◆ Try it
An exact transcription of the entries is required, with no images included.

◆ Extracted information
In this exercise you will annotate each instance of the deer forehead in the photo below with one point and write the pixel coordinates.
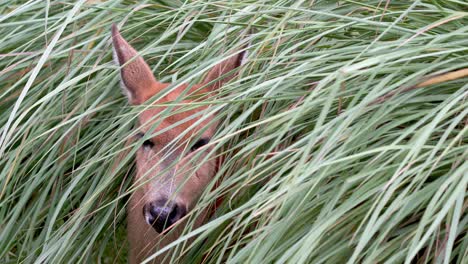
(178, 125)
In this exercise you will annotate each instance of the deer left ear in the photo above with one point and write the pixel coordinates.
(138, 81)
(225, 70)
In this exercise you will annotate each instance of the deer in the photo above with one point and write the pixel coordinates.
(166, 195)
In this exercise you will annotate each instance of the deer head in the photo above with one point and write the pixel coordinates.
(170, 186)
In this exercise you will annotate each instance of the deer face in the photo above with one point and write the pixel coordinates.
(171, 181)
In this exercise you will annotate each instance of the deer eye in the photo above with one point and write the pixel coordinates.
(147, 143)
(200, 143)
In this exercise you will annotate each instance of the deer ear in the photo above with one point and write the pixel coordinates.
(137, 79)
(224, 71)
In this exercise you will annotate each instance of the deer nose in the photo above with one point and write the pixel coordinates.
(162, 214)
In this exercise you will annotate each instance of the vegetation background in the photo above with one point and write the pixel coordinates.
(333, 152)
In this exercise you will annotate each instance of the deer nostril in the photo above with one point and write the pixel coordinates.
(162, 214)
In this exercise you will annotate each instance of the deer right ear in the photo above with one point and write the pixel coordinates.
(137, 79)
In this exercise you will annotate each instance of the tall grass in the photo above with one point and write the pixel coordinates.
(332, 152)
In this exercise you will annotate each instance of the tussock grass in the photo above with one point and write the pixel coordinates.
(334, 151)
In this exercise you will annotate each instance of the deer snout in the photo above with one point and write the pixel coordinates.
(162, 214)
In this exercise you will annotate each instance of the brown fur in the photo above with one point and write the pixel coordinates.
(154, 171)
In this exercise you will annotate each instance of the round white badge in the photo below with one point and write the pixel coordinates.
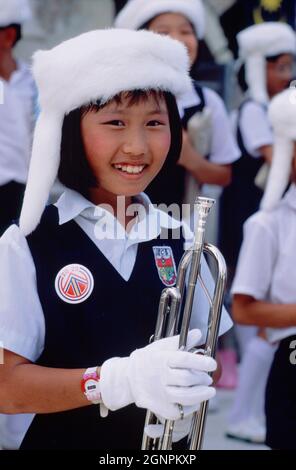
(74, 283)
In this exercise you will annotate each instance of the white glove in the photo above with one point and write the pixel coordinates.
(158, 377)
(181, 429)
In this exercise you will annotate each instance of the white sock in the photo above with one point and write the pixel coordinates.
(244, 334)
(253, 372)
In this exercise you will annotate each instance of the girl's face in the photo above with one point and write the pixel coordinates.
(279, 74)
(126, 145)
(178, 27)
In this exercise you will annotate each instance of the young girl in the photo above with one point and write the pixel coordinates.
(264, 285)
(91, 271)
(208, 146)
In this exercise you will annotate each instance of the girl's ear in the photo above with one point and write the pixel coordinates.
(10, 37)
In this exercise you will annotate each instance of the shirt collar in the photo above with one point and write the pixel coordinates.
(151, 221)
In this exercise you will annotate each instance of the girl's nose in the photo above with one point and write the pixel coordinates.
(135, 143)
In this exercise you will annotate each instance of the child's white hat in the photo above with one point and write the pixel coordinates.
(255, 44)
(93, 66)
(138, 12)
(282, 116)
(14, 12)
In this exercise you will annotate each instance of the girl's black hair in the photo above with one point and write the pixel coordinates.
(241, 75)
(74, 170)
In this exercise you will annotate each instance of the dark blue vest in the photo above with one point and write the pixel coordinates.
(117, 318)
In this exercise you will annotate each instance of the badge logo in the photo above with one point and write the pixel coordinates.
(165, 263)
(74, 283)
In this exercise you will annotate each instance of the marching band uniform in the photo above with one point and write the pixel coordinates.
(108, 308)
(17, 122)
(242, 197)
(266, 272)
(202, 110)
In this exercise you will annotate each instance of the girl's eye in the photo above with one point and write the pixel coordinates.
(187, 32)
(155, 123)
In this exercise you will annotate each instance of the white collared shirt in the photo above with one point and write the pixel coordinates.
(16, 128)
(22, 327)
(224, 149)
(267, 263)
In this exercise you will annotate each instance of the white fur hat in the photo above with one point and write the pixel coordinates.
(282, 116)
(14, 12)
(138, 12)
(93, 66)
(255, 44)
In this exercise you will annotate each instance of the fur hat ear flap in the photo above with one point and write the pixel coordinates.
(282, 116)
(43, 170)
(279, 173)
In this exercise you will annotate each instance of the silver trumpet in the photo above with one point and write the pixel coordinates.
(172, 321)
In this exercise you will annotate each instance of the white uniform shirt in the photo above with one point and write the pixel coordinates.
(267, 263)
(22, 327)
(16, 125)
(224, 149)
(255, 128)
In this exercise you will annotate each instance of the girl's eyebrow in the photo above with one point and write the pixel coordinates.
(122, 111)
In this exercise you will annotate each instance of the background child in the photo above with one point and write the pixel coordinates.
(266, 54)
(263, 288)
(89, 293)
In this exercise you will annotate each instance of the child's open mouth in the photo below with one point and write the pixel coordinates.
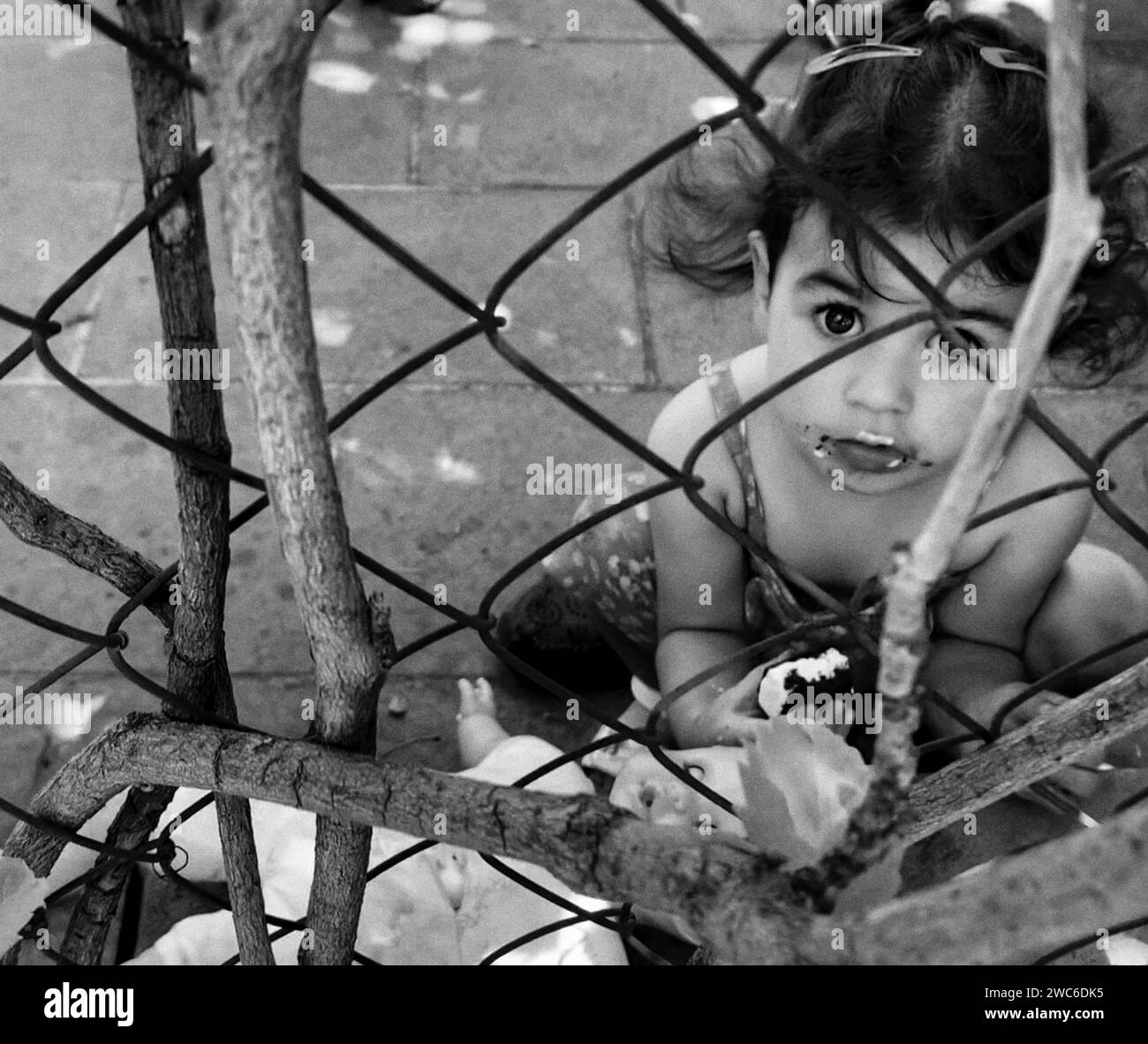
(867, 452)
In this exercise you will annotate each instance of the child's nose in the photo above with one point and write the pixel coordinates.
(883, 374)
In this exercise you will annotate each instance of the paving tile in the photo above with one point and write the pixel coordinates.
(565, 115)
(548, 19)
(371, 314)
(760, 19)
(357, 106)
(57, 131)
(64, 223)
(689, 322)
(434, 487)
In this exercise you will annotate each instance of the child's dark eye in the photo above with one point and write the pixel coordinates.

◆ Exercise response
In this exercise you will annotate each instance of the deer forehead in the photo below with one point and write the pixel coordinates.
(178, 125)
In this exercise you will annotate each instance of the deer left ear in the photo above with one point and write the pixel coordinates.
(138, 81)
(225, 70)
In this exercise you will annotate each instance of the deer in the photo above with one point and write the pixel coordinates.
(166, 195)
In this exercise you will annotate each instance of the deer head in the photo above with one point and write the pixel coordinates.
(170, 186)
In this exercise you will annotate each instance of the deer face in the photo above with one point and write the pixel coordinates.
(171, 181)
In this exercise you will annotate each instance of the deer eye in the photo above with one point and write the pixel coordinates.
(147, 143)
(200, 143)
In this exercise you will annotate each instance of the deer ear in the photo above with one point and write the pixel coordinates.
(137, 79)
(224, 71)
In this exercise you will annotate each instance of the deer nose in the photo above with one point and write the pixel coordinates.
(162, 214)
In this exercise you will annotate each instance of the vegetation background in the photo above with one point and write the pixel coordinates.
(333, 152)
In this exercise you will annotate each instance of the deer nostril in the photo above with one point and write the pixel coordinates.
(162, 214)
In this exercise you will annotate each instance of the deer right ear in the photo above with one point and write the pixel coordinates.
(137, 79)
In this exercise you will annotate each instance of the tall grass in the photo above with one point and write the pixel coordinates.
(332, 152)
In this exercise you will annotate each instance of the tussock grass in the photo above with one point and write the pixel coordinates.
(334, 151)
In this exercise you will annotate each instance of the deer snout in the photo above with one point and write the pixel coordinates.
(162, 214)
In this exercise you will annotate each instance of the brown fur in the photo above with one point and write the pixel coordinates.
(154, 171)
In this exercise you will annotate each instance of the round white badge in the photo below with one point and write the pixel coordinates.
(74, 283)
In this exercise you will annotate each instance of the white glove in the photo above with one point and write the pixel coordinates.
(158, 377)
(181, 429)
In this exercise you will annotate each instance of the white sock in the photo above with one point and write the pixel coordinates.
(244, 334)
(253, 372)
In this exercise you will annotate each instance of the girl's face in the photo above with one point and write the pixel coordinates.
(279, 74)
(126, 145)
(178, 27)
In this exercise you will annotate each instance of the young girl in the photo above with one point and write the pixel coordinates.
(264, 285)
(91, 271)
(208, 146)
In this exercise you will annotate each instance of the girl's ear in the photo above with one point and write the pixel coordinates.
(10, 37)
In this exercise you will annotate each instance of the shirt collar in the photo above with one point and write the pixel coordinates.
(151, 221)
In this exercise you will annotate each instance of the girl's nose in the photo above with one point and write the pixel coordinates.
(135, 143)
In this exercise you will annotate each instance of the child's white hat in the photo above with one point and write the pixel coordinates.
(255, 44)
(93, 66)
(138, 12)
(282, 116)
(14, 12)
In this exercise you will annotate each instance of the girl's black hair in the photo above with one point and write the pixel coordinates.
(241, 75)
(74, 170)
In this exercise you will annotate each instance of the dark blue vest in the photo above with one point and write the pixel coordinates.
(117, 318)
In this exercise you will annotate each instance of the badge logo in the photo above with one point and write the pixel coordinates.
(165, 263)
(74, 283)
In this exercise you will annotate each instance of the marching band uniform in the photo above with one point and write the pixel coordinates.
(108, 308)
(17, 122)
(242, 197)
(266, 272)
(202, 110)
In this exercise you will annotate each instance of the girl's eye in the photo above with one point and write the pixel coordinates.
(187, 32)
(155, 123)
In this exercise you will annotate each instance of the white collared shirt in the photo above with one point and write the pixel coordinates.
(16, 128)
(22, 327)
(224, 149)
(267, 263)
In this exercise you will annotate each instance of the white fur hat in the photo above with one point and write the pixel coordinates.
(282, 116)
(14, 12)
(138, 12)
(93, 66)
(255, 44)
In this exercise you will annotate each instance of the fur hat ear flap in the photo above with one point and write the pixel coordinates.
(282, 116)
(43, 170)
(279, 173)
In this exercise you will annotate each instance of the silver trumpet in the photo above with one point and write the pixel coordinates.
(172, 321)
In this exercise you will annotate each instance of the white uniform shirt in the photo above with one point and write the pixel coordinates.
(267, 263)
(22, 327)
(16, 125)
(224, 149)
(255, 128)
In this exercise you will annotate each instance of the girl's eyebrow in the photo above with one point and write the pixel coordinates.
(122, 111)
In this exercise you will annotate each instance of the background child in the photo above with one point and write the pixel coordinates.
(266, 54)
(263, 288)
(89, 293)
In this exercise you will annotate each instance of the child's open mouth in the photo below with one point and write the pixel coordinates.
(867, 452)
In this exercise you will annotate each instance of the child's nose in the photo above with one point and write the pixel coordinates.
(883, 374)
In this exercise you will annotate each instance of the paving tile in the photo above with one point and write the pixel coordinates.
(565, 115)
(548, 19)
(371, 314)
(760, 19)
(357, 106)
(57, 131)
(64, 223)
(689, 322)
(434, 487)
In this exercise you will annotate each instance of the child's dark eye in the photo above with one point and write the pixel coordinates.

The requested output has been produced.